_What to work on_.
Copy the following lines word for word, from the line containing "It was reported that the gravel" through the line containing "491;280;533;400", both included.

(Bounding-box records)
◆ ◆ ◆ ◆ ◆ ◆ ◆

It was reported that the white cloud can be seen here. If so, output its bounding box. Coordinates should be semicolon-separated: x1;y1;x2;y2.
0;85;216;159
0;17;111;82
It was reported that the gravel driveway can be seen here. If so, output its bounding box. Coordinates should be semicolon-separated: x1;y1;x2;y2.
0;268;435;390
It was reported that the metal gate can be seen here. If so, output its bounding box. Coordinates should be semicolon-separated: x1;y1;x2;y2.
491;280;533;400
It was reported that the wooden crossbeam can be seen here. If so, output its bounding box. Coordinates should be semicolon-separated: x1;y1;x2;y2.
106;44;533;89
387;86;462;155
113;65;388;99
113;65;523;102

◆ ◆ ◆ ◆ ◆ ◆ ◆

_Problem solution_.
It was reported that the gravel driveway can be seen here. If so, output its bounding box. Coordinates should be semicolon-separated: x1;y1;x2;y2.
0;268;435;390
It was reported that the metal gate can be seen here. If so, output its bounding box. Coordinates should be semicolon-separated: x1;y1;x2;y2.
491;280;533;400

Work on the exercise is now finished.